▶ **Document text**:
+ + +

People of Michigan v. Richard Allen Baham
321 Mich. App. 228
| Mich. Ct. App. | 2017Background
- In May 2015 police found Baham operating a mobile methamphetamine lab in his vehicle; he was charged with five offenses and face(d) fourth-habitual-offender notice.
- Baham accepted a plea deal: plead guilty to manufacturing methamphetamine (MCL 333.7401(2)(b)(i)), operating/maintaining a meth lab (MCL 333.7401c(2)(f)), and possession (MCL 333.7403(2)(b)(i)); two other charges were dismissed and habitual-offender status reduced to second-offense.
- At the plea hearing Baham admitted he had chemicals/components, that he made/cooked methamphetamine in his vehicle he controlled, and that he possessed methamphetamine he made; the court accepted the plea and sentenced concurrent terms.
- Baham filed delayed appeals; the Michigan Supreme Court remanded to the Court of Appeals for consideration as on leave granted.
- On remand the Court of Appeals reviewed three principal challenges: (1) the “personal use” exception to the definition of manufacture; (2) a double jeopardy claim that manufacturing and possession convictions are the same offense; and (3) ineffective assistance of counsel for failing to raise those issues below.

+ + +

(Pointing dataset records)
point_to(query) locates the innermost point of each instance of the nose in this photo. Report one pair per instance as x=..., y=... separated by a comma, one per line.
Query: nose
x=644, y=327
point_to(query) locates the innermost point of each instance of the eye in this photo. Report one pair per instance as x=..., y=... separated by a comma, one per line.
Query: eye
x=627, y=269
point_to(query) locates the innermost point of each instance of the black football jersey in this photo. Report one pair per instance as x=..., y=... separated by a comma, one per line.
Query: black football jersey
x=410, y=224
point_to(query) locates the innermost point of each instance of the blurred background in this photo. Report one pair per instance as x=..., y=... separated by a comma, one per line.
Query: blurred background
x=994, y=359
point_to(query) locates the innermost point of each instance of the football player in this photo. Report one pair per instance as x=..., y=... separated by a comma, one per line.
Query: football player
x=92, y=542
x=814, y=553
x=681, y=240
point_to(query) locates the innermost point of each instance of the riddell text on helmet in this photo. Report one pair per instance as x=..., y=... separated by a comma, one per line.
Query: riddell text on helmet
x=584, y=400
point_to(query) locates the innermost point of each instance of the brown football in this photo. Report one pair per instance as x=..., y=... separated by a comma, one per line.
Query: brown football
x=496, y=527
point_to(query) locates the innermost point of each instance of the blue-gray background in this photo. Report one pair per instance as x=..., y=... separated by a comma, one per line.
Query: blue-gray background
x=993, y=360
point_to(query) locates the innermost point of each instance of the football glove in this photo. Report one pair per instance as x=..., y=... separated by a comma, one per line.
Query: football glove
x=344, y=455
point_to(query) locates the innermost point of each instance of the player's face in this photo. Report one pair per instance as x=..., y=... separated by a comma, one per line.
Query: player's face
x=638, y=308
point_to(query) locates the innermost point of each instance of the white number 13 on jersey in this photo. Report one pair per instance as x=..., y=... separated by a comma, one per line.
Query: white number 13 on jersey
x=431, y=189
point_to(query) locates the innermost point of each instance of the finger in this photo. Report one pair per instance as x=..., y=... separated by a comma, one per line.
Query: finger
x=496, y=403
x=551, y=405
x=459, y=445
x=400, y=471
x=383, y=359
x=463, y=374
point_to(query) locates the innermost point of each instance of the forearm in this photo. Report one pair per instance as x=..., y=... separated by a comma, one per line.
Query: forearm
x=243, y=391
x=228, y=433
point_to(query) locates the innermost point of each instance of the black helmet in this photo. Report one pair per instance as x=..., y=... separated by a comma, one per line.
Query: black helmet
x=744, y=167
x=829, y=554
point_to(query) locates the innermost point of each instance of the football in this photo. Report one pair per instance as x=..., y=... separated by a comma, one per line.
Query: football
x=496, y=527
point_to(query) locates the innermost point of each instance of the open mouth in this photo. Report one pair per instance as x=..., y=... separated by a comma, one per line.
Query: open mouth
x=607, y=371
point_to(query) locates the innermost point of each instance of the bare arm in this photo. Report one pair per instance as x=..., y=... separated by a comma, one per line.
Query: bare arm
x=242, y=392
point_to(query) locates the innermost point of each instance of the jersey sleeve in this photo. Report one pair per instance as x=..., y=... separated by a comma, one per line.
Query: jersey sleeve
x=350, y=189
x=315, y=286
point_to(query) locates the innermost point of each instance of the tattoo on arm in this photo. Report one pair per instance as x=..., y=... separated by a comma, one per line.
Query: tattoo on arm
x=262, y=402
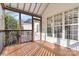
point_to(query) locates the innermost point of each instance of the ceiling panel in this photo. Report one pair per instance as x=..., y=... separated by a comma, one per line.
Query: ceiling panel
x=21, y=6
x=37, y=7
x=7, y=4
x=41, y=10
x=32, y=7
x=27, y=6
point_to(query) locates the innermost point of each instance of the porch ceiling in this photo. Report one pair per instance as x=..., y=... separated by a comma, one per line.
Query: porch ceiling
x=33, y=8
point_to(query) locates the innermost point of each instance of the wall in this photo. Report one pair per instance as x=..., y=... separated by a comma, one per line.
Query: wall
x=50, y=11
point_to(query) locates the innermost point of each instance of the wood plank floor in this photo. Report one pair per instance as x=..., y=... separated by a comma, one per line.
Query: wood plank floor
x=38, y=48
x=26, y=49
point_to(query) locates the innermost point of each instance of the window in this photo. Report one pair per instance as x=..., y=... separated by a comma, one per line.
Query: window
x=49, y=26
x=58, y=25
x=26, y=22
x=71, y=24
x=11, y=20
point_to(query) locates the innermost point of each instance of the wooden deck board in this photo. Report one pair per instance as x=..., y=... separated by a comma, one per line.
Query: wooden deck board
x=38, y=49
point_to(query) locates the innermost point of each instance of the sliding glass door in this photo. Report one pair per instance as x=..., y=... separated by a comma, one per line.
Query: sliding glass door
x=36, y=29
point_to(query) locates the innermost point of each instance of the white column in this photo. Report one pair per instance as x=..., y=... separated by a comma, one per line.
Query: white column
x=53, y=26
x=63, y=25
x=78, y=23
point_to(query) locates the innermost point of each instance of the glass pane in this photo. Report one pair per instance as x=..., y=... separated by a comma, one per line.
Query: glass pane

+ + +

▶ **To be done**:
1. Answer these from the Baham case summary:
(a) In what month and year did police find Baham operating a mobile methamphetamine lab?
(b) How many offenses was he originally charged with?
(c) To what level was his habitual-offender status reduced under the plea deal?
2. According to the Baham case summary, on what ground does Baham claim ineffective assistance of counsel?
3. Write the next section of the Baham case summary, following its list of the three challenges reviewed on remand.
The records have no connection to the text.

▶ **The results**:
1.
(a) May 2015
(b) Five
(c) Second-offense

2. He claims his counsel was ineffective for failing to raise two issues below: the "personal use" exception to the definition of manufacture and the double jeopardy claim that his manufacturing and possession convictions are the same offense.

3.
Issues
| Issue | Plaintiff's Argument | Defendant's Argument | Held |
|---|---|---|---|
| Personal-use exception to "manufacture" definition | State: defendant admitted making/cooking meth, supporting manufacture; personal-use exception applies only to preparation/compounding, not to creating meth | Baham: plea lacked factual basis because statute exempts preparation/compounding for personal use and court did not elicit intent to distribute | Held: personal-use exception inapplicable to making/cooking meth (which is production/conversion/processing); admissions provided sufficient factual basis; counsel not ineffective for failing to raise meritless claim |
| Double jeopardy — manufacturing vs possession | State: manufacturing and possession have distinct statutory elements; multiple punishments permissible | Baham: cannot be convicted of both because manufacturing necessarily involves possession of the same drug | Held: Not the same offense under the elements test; each crime contains an element the other lacks; convictions do not violate double jeopardy; counsel not ineffective for failing to raise meritless claim |
| Procedural forfeiture under MCR 6.310(D) | State: defendant failed to move to withdraw plea, so accuracy of plea generally barred on appeal | Baham: preserved claim via ineffective-assistance argument | Held: MCR 6.310(D) bars direct review of plea accuracy, but ineffective-assistance claim can be considered (Broyles) — court addressed merits in that context |
| Burden of proof re: personal-use exception | State: personal-use is an affirmative defense; prosecution need not negate exception; burden on defendant | Baham: argued court should have excluded personal-use at plea | Held: Exception is affirmative defense (MCL 333.7531(1)); defendant bore burden to raise/present evidence; plea waived opportunity to assert defense |
Key Cases Cited
- People v. Pearson, 157 Mich. App. 68 (1987) (persuasive holding that personal-use exception applies to preparation/compounding of an existing controlled substance, not creation)
- People v. Miller, 498 Mich. 13 (2015) (articulates abstract-elements test for whether two offenses are the same for multiple-punishments double-jeopardy analysis)
- People v. Broyles, 498 Mich. 927 (2015) (remedy where ineffective assistance deprived defendant of opportunity to timely file plea-withdrawal motion)
- People v. Ream, 481 Mich. 223 (2008) (use of statutory elements, not particular facts, to determine whether offenses are the same for double-jeopardy purposes)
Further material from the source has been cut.